[Begin MATERIAL]

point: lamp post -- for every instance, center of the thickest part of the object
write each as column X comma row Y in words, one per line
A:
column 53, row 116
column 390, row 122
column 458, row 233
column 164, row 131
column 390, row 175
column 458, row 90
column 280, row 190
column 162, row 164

[End MATERIAL]

> DIRECTION: Can you lay out these lines as a JSON list of strings, one string per line, with any blank lines dropped?

> ANSWER TO THIS PROBLEM:
[
  "point: lamp post -- for every instance, center of the thickest part of the object",
  "write each as column X comma row Y in words, one per line",
  "A:",
  "column 53, row 116",
  "column 390, row 122",
  "column 458, row 233",
  "column 164, row 131",
  "column 390, row 175",
  "column 458, row 90",
  "column 280, row 190",
  "column 162, row 164"
]